** Begin **

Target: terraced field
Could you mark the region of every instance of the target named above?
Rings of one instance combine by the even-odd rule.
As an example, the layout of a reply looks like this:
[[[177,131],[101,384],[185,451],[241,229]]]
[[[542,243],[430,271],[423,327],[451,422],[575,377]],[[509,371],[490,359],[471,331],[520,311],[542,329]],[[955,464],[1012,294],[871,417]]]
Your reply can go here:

** End **

Exercise requirements>
Count the lines in the items above that contain the word "reply", and report only that number.

Finished task>
2